Exact reproduction of every record is required, and pictures are to be excluded.
• • •
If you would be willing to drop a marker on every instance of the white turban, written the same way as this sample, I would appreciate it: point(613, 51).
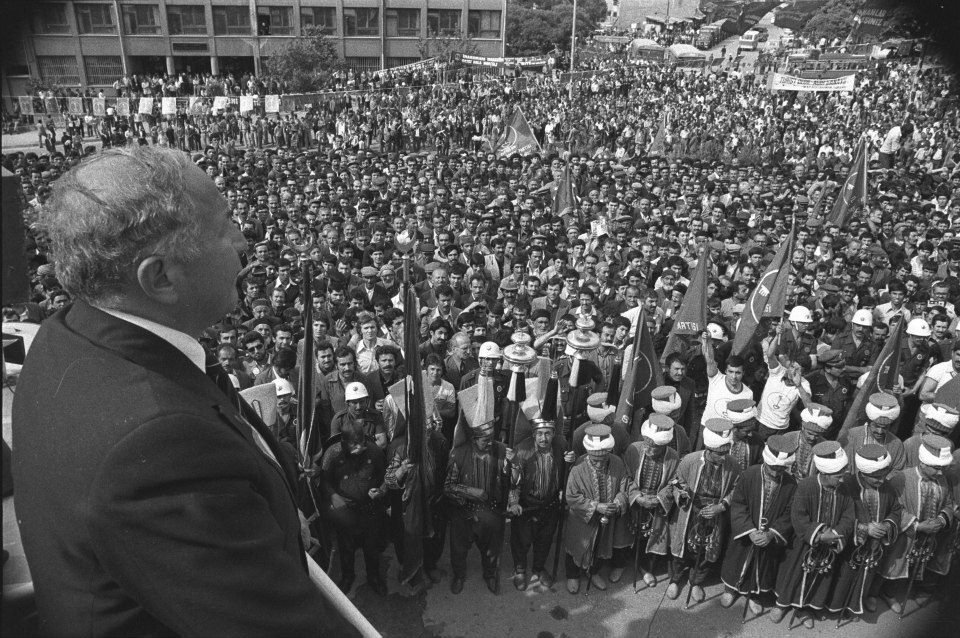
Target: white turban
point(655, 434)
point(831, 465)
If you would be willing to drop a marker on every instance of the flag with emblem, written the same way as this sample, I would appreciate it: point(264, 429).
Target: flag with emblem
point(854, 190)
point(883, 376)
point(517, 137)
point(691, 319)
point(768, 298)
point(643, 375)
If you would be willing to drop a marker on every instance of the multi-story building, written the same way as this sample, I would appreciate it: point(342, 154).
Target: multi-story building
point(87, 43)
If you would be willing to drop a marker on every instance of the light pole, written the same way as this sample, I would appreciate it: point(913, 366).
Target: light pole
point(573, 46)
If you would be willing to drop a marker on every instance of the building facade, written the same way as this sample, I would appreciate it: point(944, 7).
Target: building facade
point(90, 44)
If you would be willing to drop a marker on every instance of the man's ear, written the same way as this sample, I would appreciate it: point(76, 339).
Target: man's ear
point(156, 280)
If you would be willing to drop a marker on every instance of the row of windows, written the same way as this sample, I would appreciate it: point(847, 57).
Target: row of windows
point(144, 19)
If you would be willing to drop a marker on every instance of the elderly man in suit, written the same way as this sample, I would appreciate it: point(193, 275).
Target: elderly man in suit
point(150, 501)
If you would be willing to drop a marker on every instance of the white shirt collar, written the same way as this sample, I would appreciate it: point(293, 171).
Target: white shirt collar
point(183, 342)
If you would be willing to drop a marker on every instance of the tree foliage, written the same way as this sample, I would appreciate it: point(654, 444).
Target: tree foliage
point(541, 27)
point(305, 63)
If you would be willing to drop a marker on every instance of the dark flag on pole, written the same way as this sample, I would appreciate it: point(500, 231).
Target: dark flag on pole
• • •
§ **Reply**
If you would be willing to drop a marker on every instance of the white turban, written the same way as this sample, I would appreciate it: point(613, 51).
Target: white turban
point(655, 434)
point(831, 465)
If you would be willing to drop a marker on every instance of the flag with emblem, written the same way as this sample, I would appreciate it: point(264, 429).
Target: flag with emblem
point(854, 190)
point(883, 376)
point(517, 137)
point(691, 319)
point(768, 298)
point(643, 375)
If you would be willing to drop a marker on every instance of the multi-story building, written the same way as this sample, I would appreciate it: point(342, 154).
Target: multi-story building
point(87, 43)
If you would be willing to drop a marker on every instance of the light pole, written the same way as this sample, I would appreciate it: point(913, 366).
Target: light pole
point(573, 46)
If you would be willing to drop a marker on every instance of the building facade, written the same way as this sample, I would appreciate it: point(944, 7).
Target: building facade
point(90, 44)
If you would be willing to drop a marker on every instance of the man's ear, written the same way as this sample, I would appreciate it: point(76, 339).
Target: man's ear
point(156, 280)
If you would be willing to drop a marker on every instance of the row of windows, written the same way as this sample, I would appreciate it: point(847, 57).
Target: row of windows
point(144, 19)
If you would be willing to drop a marker on every instance of the elderly man in suit, written the same way as this sample, I would appreciate it: point(193, 275).
Target: elderly man in suit
point(150, 501)
If you would be willing to drop a marker on every instance of the white shirt collar, written the same way as this sample, I would appreciate it: point(293, 171).
Target: white shirt collar
point(183, 342)
If you would be willing to drop a marker on every instance of the tree foliage, written the same way as this sample, I would appreciate it: point(654, 444).
Target: tree foliage
point(541, 27)
point(305, 63)
If you would be willing to drop a marker on every instance of the dark flag on pole, written the same way as this sample, I would appreciate it: point(500, 231).
Target: dark flag on pole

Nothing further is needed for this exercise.